[Given passage — start]
In some EOR, processes are combined to compensate for
inefficiencies in one of more of the methods. In California, the
injected steam volume is of the order of 10,000 barrels per cycle
injected over about 2 weeks. In Cold Lake, Alberta, with oil
viscosities that are 10-20 times higher than California, steam
injection volumes are larger--perhaps 30,000 barrels per cycle
injected over a month.
[0016] Hydraulic fracturing is accomplished by injecting a
hydraulic fracturing fluid into the well and imposing sufficient
pressure on the fracture fluid to cause formation breakdown with
the attendant production of one or more fractures. Usually a gel,
an emulsion or foam, having a proppant, such as sand or other
suspended particulate material, is introduced into the fracture.
The proppant is deposited in the fracture and functions to hold the
fracture open after the pressure is released and fracturing fluid
is withdrawn back into the well. The fracturing fluid has a
sufficiently high viscosity to penetrate into the formation and to
retain the proppant in suspension or at least to reduce the
tendency of the proppant of settling out of the fracturing fluid.
Generally, a gelation agent and/or an emulsifier is used in the
fracturing fluid to provide the high viscosity needed to achieve
maximum benefits from the fracturing process.
[Given passage — finish]
[Data under study — start]
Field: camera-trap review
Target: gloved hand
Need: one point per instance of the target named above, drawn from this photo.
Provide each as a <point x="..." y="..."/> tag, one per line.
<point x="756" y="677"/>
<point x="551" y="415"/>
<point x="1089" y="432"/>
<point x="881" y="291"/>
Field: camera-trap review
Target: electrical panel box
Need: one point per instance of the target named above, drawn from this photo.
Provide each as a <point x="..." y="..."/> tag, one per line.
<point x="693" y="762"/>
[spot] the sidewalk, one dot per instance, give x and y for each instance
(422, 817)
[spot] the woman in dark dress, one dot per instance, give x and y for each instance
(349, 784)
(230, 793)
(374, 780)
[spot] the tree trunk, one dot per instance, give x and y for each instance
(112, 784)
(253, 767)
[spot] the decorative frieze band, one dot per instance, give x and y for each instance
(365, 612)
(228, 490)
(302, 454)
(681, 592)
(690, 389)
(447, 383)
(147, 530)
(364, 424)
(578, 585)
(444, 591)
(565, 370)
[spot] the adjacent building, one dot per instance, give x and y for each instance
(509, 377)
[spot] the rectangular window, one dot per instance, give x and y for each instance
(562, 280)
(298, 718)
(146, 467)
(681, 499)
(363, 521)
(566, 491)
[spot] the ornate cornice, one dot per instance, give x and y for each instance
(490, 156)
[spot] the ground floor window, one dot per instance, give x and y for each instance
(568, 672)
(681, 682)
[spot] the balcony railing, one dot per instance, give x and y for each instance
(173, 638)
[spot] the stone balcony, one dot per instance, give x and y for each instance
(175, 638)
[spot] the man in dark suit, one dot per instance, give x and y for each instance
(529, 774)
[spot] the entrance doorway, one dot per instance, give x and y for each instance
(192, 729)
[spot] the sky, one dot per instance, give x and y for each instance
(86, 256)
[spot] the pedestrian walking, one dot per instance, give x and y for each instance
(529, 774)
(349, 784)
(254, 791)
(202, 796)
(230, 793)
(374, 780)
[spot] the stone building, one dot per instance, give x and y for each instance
[Data under study — finish]
What to do>
A. From the passage on oil recovery and fracturing, output the part that opens with the words containing "The proppant is" and closes with "the fracturing fluid.".
B. Decide whether each statement agrees with the passage on oil recovery and fracturing, answering yes or no and quoting the deciding words: (i) Steam injection volumes per cycle in Cold Lake, Alberta are smaller than in California. (ii) The proppant holds the fracture open after the pressure is released. (iii) In California, the steam for one cycle is injected over about 2 weeks.
C. Take the passage on oil recovery and fracturing further, starting after its final sentence.

Answers per task>
A.
The proppant is deposited in the fracture and functions to hold the
fracture open after the pressure is released and fracturing fluid
is withdrawn back into the well. The fracturing fluid has a
sufficiently high viscosity to penetrate into the formation and to
retain the proppant in suspension or at least to reduce the
tendency of the proppant of settling out of the fracturing fluid.

B.
(i) No: "steam injection volumes are larger"
(ii) Yes: "functions to hold the fracture open after the pressure is released"
(iii) Yes: "injected over about 2 weeks"

C.
[0017] After the high viscosity fracturing fluid has been pumped
into the formation and the fracturing has been completed, it is, of
course, desirable to remove the fluid from the formation to allow
hydrocarbon production through the new fractures. The removal of
the highly viscous fracturing fluid is achieved by "breaking" the
gel or emulsion or by converting the fracturing fluid into a low
viscosity fluid. The act of breaking a gelled or emulsified
fracturing fluid has commonly been obtained by adding a "breaker",
that is, a viscosity-reducing agent, to the subterranean formation
at the desired time. This technique can be unreliable sometimes
resulting in incomplete breaking of the fluid and/or premature
breaking of the fluid before the process is complete reducing the
potential amount of hydrocarbon recovery. Further, it is known in
the art that most fracturing fluids will "break" if given enough
time and sufficient temperature and pressure.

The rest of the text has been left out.